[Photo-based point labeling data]
################
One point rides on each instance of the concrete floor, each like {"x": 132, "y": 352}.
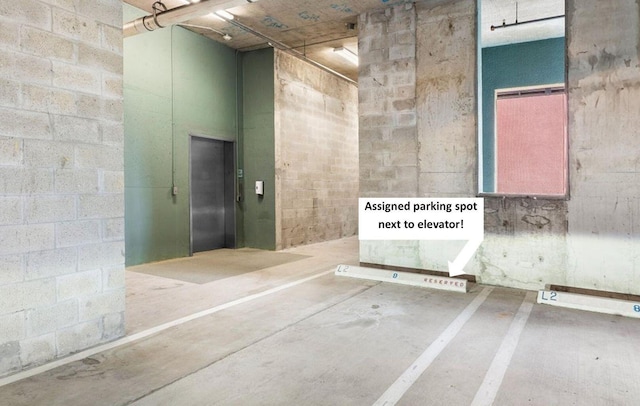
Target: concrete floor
{"x": 268, "y": 340}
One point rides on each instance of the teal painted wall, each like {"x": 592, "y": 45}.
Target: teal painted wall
{"x": 258, "y": 149}
{"x": 176, "y": 83}
{"x": 524, "y": 64}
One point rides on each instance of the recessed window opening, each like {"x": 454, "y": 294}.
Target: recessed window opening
{"x": 531, "y": 142}
{"x": 522, "y": 102}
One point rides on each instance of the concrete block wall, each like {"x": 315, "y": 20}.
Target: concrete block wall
{"x": 387, "y": 102}
{"x": 61, "y": 179}
{"x": 316, "y": 154}
{"x": 588, "y": 241}
{"x": 604, "y": 140}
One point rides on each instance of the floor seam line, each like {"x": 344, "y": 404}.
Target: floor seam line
{"x": 401, "y": 385}
{"x": 152, "y": 331}
{"x": 248, "y": 345}
{"x": 488, "y": 390}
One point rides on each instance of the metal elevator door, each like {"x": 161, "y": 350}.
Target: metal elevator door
{"x": 212, "y": 194}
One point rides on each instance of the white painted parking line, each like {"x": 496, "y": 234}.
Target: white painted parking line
{"x": 146, "y": 333}
{"x": 488, "y": 390}
{"x": 392, "y": 395}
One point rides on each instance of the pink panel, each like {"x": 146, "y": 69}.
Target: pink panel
{"x": 531, "y": 145}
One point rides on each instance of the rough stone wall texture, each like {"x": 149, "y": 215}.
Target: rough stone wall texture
{"x": 603, "y": 43}
{"x": 590, "y": 240}
{"x": 316, "y": 154}
{"x": 387, "y": 94}
{"x": 61, "y": 179}
{"x": 389, "y": 145}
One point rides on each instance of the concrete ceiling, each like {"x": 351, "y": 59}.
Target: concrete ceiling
{"x": 316, "y": 27}
{"x": 313, "y": 27}
{"x": 494, "y": 12}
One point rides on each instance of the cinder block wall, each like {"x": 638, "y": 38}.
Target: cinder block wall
{"x": 588, "y": 241}
{"x": 61, "y": 179}
{"x": 389, "y": 144}
{"x": 316, "y": 154}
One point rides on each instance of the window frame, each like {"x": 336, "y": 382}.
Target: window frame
{"x": 552, "y": 88}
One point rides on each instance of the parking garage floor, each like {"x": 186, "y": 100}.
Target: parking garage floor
{"x": 296, "y": 334}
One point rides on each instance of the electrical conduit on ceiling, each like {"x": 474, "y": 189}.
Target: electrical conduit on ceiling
{"x": 163, "y": 17}
{"x": 181, "y": 14}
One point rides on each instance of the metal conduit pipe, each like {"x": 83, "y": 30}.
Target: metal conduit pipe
{"x": 290, "y": 50}
{"x": 162, "y": 17}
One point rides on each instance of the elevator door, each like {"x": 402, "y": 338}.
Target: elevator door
{"x": 212, "y": 194}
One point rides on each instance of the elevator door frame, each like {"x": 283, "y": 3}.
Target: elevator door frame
{"x": 229, "y": 153}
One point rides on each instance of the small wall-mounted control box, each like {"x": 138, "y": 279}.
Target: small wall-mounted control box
{"x": 260, "y": 187}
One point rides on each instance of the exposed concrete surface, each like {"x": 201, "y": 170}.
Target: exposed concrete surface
{"x": 316, "y": 154}
{"x": 61, "y": 179}
{"x": 344, "y": 341}
{"x": 589, "y": 240}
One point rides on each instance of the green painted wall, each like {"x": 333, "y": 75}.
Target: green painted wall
{"x": 258, "y": 148}
{"x": 524, "y": 64}
{"x": 176, "y": 83}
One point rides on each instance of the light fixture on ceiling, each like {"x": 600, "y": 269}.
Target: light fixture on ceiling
{"x": 225, "y": 15}
{"x": 346, "y": 54}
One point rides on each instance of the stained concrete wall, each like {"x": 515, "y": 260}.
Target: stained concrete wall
{"x": 258, "y": 149}
{"x": 604, "y": 128}
{"x": 316, "y": 153}
{"x": 177, "y": 83}
{"x": 588, "y": 241}
{"x": 61, "y": 165}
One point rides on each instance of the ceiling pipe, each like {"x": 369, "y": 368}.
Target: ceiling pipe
{"x": 162, "y": 17}
{"x": 291, "y": 51}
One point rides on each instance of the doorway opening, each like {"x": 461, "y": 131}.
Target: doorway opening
{"x": 212, "y": 194}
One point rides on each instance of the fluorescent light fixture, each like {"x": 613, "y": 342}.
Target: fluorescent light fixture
{"x": 225, "y": 14}
{"x": 346, "y": 54}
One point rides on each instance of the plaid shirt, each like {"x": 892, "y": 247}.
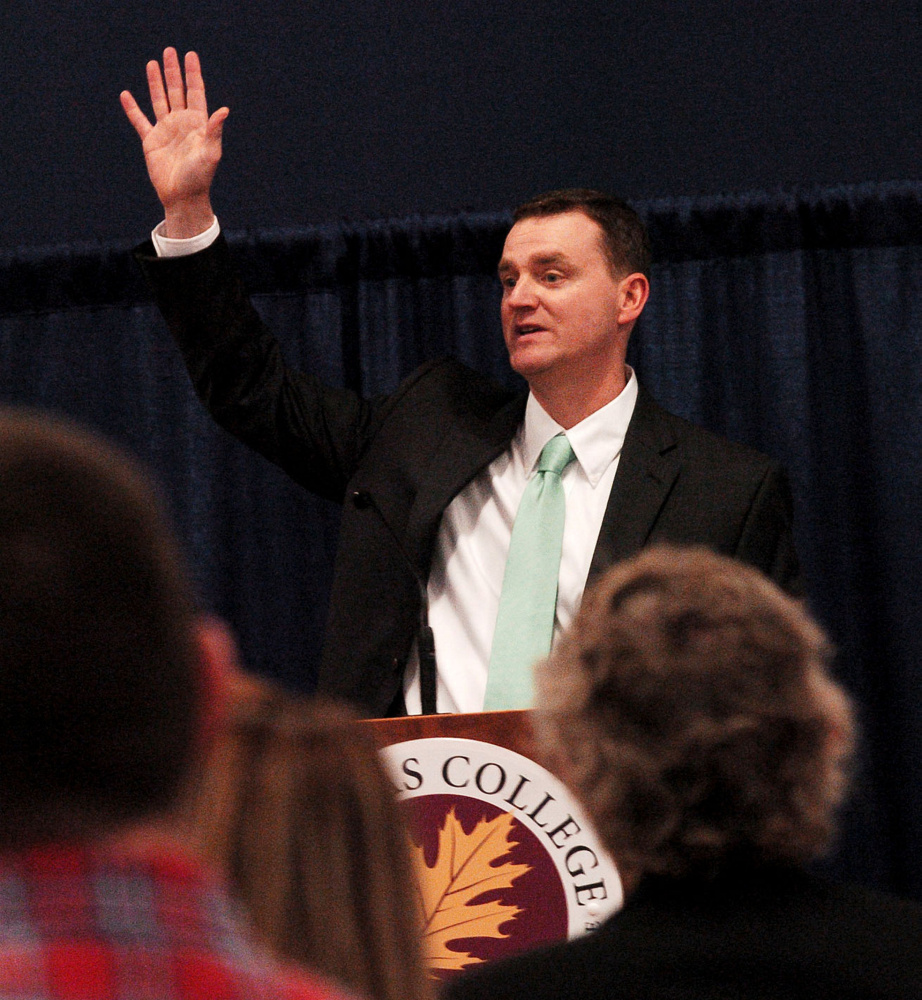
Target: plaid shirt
{"x": 83, "y": 924}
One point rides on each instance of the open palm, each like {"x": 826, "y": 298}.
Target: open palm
{"x": 183, "y": 148}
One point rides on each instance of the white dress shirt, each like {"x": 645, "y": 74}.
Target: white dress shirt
{"x": 469, "y": 561}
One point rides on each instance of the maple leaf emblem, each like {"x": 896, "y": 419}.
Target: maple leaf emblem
{"x": 465, "y": 869}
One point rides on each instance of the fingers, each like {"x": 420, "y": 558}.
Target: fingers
{"x": 175, "y": 89}
{"x": 195, "y": 85}
{"x": 215, "y": 126}
{"x": 158, "y": 99}
{"x": 135, "y": 115}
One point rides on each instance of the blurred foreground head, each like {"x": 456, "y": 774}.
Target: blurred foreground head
{"x": 296, "y": 807}
{"x": 99, "y": 672}
{"x": 691, "y": 708}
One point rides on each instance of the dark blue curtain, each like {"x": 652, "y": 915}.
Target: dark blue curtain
{"x": 791, "y": 322}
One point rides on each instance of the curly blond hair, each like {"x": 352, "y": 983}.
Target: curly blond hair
{"x": 691, "y": 709}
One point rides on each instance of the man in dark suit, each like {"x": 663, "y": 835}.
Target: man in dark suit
{"x": 438, "y": 469}
{"x": 691, "y": 709}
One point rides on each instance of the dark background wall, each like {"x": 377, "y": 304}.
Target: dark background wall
{"x": 355, "y": 109}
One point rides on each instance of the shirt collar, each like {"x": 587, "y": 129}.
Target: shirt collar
{"x": 596, "y": 441}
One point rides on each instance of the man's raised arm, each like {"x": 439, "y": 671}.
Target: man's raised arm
{"x": 183, "y": 148}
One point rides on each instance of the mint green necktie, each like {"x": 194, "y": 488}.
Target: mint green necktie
{"x": 528, "y": 601}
################
Objective:
Leave the pictures out, and transcribe each of the records exactly.

Written response:
One point rides on each instance of the concrete floor, each like {"x": 132, "y": 352}.
Target: concrete floor
{"x": 268, "y": 340}
One point rides on each instance of the teal painted wall, each like {"x": 592, "y": 45}.
Target: teal painted wall
{"x": 258, "y": 149}
{"x": 176, "y": 83}
{"x": 524, "y": 64}
One point rides on each instance of the recessed window opening, each like {"x": 454, "y": 294}.
Target: recessed window opening
{"x": 531, "y": 142}
{"x": 522, "y": 102}
One point rides on each instance of the concrete block wall, each like {"x": 315, "y": 20}.
Target: concrete block wall
{"x": 387, "y": 102}
{"x": 61, "y": 179}
{"x": 316, "y": 154}
{"x": 588, "y": 241}
{"x": 604, "y": 140}
One point rides on each instance of the floor seam line, each like {"x": 344, "y": 404}.
Target: floor seam line
{"x": 401, "y": 385}
{"x": 152, "y": 331}
{"x": 248, "y": 345}
{"x": 488, "y": 390}
One point rides on each instance of the metal elevator door, each like {"x": 161, "y": 350}.
Target: metal elevator door
{"x": 212, "y": 194}
One point rides on each instance of the white painted parking line, each like {"x": 496, "y": 234}.
Target: white painted parking line
{"x": 146, "y": 333}
{"x": 488, "y": 390}
{"x": 392, "y": 395}
One point rides on each instance of the pink panel, each like {"x": 146, "y": 69}.
Target: pink panel
{"x": 531, "y": 145}
One point rides on each instance of the rough stone wall texture, each like {"x": 149, "y": 215}.
Target: rough stone wall texture
{"x": 603, "y": 43}
{"x": 590, "y": 240}
{"x": 316, "y": 154}
{"x": 387, "y": 94}
{"x": 61, "y": 179}
{"x": 389, "y": 145}
One point rides on each instance of the concrete ceiling, each like {"x": 351, "y": 59}.
Target: concrete ceiling
{"x": 316, "y": 27}
{"x": 313, "y": 27}
{"x": 494, "y": 12}
One point rides on each instance of the cinder block wall, each like {"x": 638, "y": 38}.
Target: cinder block wall
{"x": 588, "y": 241}
{"x": 61, "y": 179}
{"x": 389, "y": 144}
{"x": 316, "y": 154}
One point rides on each instance of the window frame, each like {"x": 336, "y": 382}.
Target: window frame
{"x": 552, "y": 88}
One point rides on each instance of the parking garage floor, each like {"x": 186, "y": 100}.
Target: parking garage floor
{"x": 296, "y": 334}
One point rides on each instance of the electrical conduit on ceiling, each like {"x": 474, "y": 189}.
Target: electrical conduit on ceiling
{"x": 163, "y": 17}
{"x": 181, "y": 14}
One point rides on each instance of the metal conduit pipe, each like {"x": 83, "y": 30}.
Target: metal conduit pipe
{"x": 290, "y": 50}
{"x": 162, "y": 17}
One point rides on each instance of the elevator door, each like {"x": 402, "y": 338}.
Target: elevator door
{"x": 212, "y": 194}
One point rides on each instance of the elevator door frame, each like {"x": 283, "y": 3}.
Target: elevator door frame
{"x": 229, "y": 153}
One point rides on each instance of the small wall-mounted control box, each like {"x": 138, "y": 279}.
Target: small wall-mounted control box
{"x": 260, "y": 187}
One point rides on each instance of the exposed concrete surface, each like {"x": 201, "y": 170}.
Target: exposed concrete surface
{"x": 316, "y": 154}
{"x": 61, "y": 179}
{"x": 344, "y": 341}
{"x": 589, "y": 240}
One point rides on each instance of the green painted wall, each like {"x": 333, "y": 75}.
Target: green painted wall
{"x": 258, "y": 148}
{"x": 524, "y": 64}
{"x": 176, "y": 83}
One point rides on each instance of the light fixture on ceiling, each like {"x": 600, "y": 269}.
Target: light fixture on ceiling
{"x": 225, "y": 15}
{"x": 346, "y": 54}
One point rides on each instance of the stained concrete wall, each like {"x": 515, "y": 260}.
Target: stained concrete wall
{"x": 258, "y": 149}
{"x": 604, "y": 128}
{"x": 316, "y": 153}
{"x": 177, "y": 83}
{"x": 588, "y": 241}
{"x": 61, "y": 165}
One point rides on each instance of the ceiling pipe, each like {"x": 369, "y": 368}.
Target: ceiling pipe
{"x": 162, "y": 17}
{"x": 291, "y": 51}
One point rides on each instance of the doorway opening, each like {"x": 461, "y": 131}.
Target: doorway opening
{"x": 212, "y": 194}
One point rides on each instance of the fluorescent light fixture, each like {"x": 613, "y": 342}.
Target: fluorescent light fixture
{"x": 225, "y": 14}
{"x": 346, "y": 54}
One point rides on each instance of the plaid shirt, each like {"x": 892, "y": 247}.
Target: plaid shirt
{"x": 83, "y": 924}
One point rides on each instance of the open palm, each like {"x": 826, "y": 298}.
Target: open palm
{"x": 183, "y": 148}
One point rides on each instance of the white dress shirt, each like {"x": 645, "y": 74}.
Target: white dress shirt
{"x": 469, "y": 561}
One point rides on each instance of the maple leaf emblem, each like {"x": 896, "y": 419}.
Target: maple leaf emblem
{"x": 465, "y": 869}
One point rides on each instance of the fingers, each like {"x": 420, "y": 558}.
Target: fingers
{"x": 175, "y": 89}
{"x": 195, "y": 85}
{"x": 215, "y": 126}
{"x": 158, "y": 99}
{"x": 135, "y": 115}
One point rides on each instance of the blurred foreground head, each like {"x": 456, "y": 774}.
Target: blurred foreground head
{"x": 296, "y": 807}
{"x": 99, "y": 672}
{"x": 691, "y": 708}
One point rides on each instance of the dark blue curtain, each like {"x": 652, "y": 915}.
Target: dark blue curtain
{"x": 791, "y": 322}
One point rides on each instance of the curly blond hair, each like {"x": 352, "y": 983}.
Target: curly blond hair
{"x": 691, "y": 709}
One point rides on each instance of the man in dark suit, each like {"x": 663, "y": 835}.
Target: man in dark suit
{"x": 438, "y": 469}
{"x": 691, "y": 709}
One point rides on each instance of the dark background wall, each like {"x": 377, "y": 304}.
Target: dark background wall
{"x": 355, "y": 109}
One point rides on each instance of the shirt collar, each like {"x": 587, "y": 129}.
Target: shirt collar
{"x": 596, "y": 441}
One point rides on each instance of the man's raised arm, each like {"x": 439, "y": 671}.
Target: man's raised arm
{"x": 183, "y": 148}
One point rides on each instance of the mint green necktie, each like {"x": 194, "y": 488}.
Target: mint green necktie
{"x": 528, "y": 601}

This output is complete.